### THE PROBLEM
Quote precisely the final stretch of the listing: start at the line containing "mark: the snow-capped mountain" and stop after the last line.
+++
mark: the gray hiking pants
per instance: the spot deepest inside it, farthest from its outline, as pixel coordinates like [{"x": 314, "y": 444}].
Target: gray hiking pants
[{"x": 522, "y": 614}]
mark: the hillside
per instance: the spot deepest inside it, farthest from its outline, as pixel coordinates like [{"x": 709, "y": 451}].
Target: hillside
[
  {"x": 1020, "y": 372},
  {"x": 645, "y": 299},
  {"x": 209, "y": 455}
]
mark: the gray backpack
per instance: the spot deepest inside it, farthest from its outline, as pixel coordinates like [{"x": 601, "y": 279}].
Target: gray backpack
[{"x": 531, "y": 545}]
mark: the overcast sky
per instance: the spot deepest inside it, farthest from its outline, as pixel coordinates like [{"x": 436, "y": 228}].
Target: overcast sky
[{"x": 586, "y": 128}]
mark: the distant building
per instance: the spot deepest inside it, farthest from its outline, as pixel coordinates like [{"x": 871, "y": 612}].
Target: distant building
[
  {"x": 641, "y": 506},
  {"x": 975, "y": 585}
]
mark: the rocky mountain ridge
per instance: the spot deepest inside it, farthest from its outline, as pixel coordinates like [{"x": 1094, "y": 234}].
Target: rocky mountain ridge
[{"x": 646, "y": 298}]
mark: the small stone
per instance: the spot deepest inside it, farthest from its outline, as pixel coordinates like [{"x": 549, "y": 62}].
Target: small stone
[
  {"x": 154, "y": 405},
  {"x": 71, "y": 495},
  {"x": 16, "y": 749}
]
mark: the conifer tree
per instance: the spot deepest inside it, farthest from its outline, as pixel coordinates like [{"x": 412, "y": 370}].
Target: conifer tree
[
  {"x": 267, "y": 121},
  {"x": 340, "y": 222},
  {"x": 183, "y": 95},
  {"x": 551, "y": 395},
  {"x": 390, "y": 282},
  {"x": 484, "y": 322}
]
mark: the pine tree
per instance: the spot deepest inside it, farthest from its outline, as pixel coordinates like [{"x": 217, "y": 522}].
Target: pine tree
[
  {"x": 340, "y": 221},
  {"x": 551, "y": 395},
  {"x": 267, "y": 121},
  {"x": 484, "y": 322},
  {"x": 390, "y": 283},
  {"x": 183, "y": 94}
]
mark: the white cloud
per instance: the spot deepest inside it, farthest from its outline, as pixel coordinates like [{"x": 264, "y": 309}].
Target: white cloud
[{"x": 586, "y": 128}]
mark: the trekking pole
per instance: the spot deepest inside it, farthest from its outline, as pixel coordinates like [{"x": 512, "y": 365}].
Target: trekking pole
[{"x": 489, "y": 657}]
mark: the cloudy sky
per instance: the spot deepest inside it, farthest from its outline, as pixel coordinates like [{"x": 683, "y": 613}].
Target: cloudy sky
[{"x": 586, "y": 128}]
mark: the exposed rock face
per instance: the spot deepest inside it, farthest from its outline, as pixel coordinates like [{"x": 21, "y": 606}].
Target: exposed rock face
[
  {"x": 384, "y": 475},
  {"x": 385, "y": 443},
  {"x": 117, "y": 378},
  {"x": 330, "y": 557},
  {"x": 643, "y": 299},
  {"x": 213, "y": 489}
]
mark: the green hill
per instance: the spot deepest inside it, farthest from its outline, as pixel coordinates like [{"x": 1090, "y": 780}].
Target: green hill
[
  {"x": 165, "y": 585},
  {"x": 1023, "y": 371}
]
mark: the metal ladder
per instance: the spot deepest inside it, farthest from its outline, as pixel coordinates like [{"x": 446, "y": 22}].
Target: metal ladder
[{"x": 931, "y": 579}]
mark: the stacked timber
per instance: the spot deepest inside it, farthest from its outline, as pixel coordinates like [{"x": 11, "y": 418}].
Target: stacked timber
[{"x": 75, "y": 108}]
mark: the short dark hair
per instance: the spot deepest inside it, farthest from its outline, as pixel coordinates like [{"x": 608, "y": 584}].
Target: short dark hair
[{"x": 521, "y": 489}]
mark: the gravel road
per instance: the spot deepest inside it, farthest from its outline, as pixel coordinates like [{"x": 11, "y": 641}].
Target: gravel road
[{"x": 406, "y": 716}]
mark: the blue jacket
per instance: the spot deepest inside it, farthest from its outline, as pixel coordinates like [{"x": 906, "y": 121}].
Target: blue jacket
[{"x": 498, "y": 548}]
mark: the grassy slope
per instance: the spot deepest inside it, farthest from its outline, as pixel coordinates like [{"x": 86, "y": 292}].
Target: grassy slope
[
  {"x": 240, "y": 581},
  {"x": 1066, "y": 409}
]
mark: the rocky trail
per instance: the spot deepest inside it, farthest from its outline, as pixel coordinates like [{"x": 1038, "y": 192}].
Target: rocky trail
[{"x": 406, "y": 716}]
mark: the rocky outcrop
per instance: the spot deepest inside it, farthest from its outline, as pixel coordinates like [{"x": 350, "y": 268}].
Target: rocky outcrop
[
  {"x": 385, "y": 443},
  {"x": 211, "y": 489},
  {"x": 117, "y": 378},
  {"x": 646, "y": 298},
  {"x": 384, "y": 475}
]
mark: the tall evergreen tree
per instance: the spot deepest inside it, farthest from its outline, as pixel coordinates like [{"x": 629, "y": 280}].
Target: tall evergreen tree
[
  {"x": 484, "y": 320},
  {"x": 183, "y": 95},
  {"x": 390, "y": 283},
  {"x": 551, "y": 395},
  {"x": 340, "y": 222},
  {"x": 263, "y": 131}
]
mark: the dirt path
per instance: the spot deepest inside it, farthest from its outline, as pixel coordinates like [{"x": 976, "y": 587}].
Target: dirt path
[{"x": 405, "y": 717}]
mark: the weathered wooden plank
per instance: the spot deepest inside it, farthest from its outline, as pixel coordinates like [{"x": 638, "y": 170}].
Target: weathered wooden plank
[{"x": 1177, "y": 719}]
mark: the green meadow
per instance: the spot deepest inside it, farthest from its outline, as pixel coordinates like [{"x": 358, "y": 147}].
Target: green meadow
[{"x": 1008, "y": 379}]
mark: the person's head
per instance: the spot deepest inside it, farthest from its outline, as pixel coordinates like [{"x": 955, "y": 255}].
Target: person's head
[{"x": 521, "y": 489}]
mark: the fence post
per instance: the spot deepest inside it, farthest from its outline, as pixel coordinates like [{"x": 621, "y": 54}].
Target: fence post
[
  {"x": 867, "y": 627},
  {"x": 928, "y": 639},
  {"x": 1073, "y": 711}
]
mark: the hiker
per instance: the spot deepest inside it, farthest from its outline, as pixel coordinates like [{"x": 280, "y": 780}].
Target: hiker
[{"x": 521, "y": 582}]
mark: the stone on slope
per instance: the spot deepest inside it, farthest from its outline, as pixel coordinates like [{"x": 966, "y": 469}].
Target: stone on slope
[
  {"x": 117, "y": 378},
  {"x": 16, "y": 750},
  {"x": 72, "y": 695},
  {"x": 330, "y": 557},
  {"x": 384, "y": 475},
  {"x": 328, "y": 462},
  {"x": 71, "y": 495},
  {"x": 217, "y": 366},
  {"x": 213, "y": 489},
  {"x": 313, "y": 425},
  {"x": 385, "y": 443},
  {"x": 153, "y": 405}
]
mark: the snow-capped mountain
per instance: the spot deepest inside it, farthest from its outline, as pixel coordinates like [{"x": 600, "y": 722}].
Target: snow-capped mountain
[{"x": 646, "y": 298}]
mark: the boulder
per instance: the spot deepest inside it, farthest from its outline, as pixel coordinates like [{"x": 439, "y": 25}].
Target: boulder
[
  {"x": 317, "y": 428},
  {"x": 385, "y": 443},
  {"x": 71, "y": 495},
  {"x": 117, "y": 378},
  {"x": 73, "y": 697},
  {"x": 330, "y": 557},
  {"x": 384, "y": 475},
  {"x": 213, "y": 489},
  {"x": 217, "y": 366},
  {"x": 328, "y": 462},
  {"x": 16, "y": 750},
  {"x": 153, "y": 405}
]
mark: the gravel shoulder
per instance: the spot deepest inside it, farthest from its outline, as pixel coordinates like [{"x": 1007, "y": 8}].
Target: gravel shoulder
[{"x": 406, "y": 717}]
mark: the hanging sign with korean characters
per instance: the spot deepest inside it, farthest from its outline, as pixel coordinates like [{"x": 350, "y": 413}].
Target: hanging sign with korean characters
+++
### WRITTEN SOLUTION
mark: the snow-capped mountain
per instance: the spot deepest inside it, farthest from its outline, as pixel coordinates like [{"x": 600, "y": 722}].
Target: snow-capped mountain
[{"x": 646, "y": 298}]
mark: the boulder
per instance: the spot deepest inside it, farthest from its outline, as pixel coordinates like [{"x": 439, "y": 25}].
Target: boulder
[
  {"x": 317, "y": 428},
  {"x": 385, "y": 443},
  {"x": 71, "y": 495},
  {"x": 117, "y": 378},
  {"x": 73, "y": 697},
  {"x": 330, "y": 557},
  {"x": 384, "y": 475},
  {"x": 213, "y": 489},
  {"x": 217, "y": 366},
  {"x": 328, "y": 462},
  {"x": 16, "y": 750},
  {"x": 153, "y": 405}
]
mark: the gravel shoulder
per instance: the spot deepest inside it, farthest from its outline, as pixel coordinates like [{"x": 1007, "y": 8}].
Target: gravel shoulder
[{"x": 406, "y": 717}]
mark: the hanging sign with korean characters
per instance: the spot deepest inside it, farthest from its outline, as pixel coordinates like [{"x": 350, "y": 413}].
Target: hanging sign with korean characters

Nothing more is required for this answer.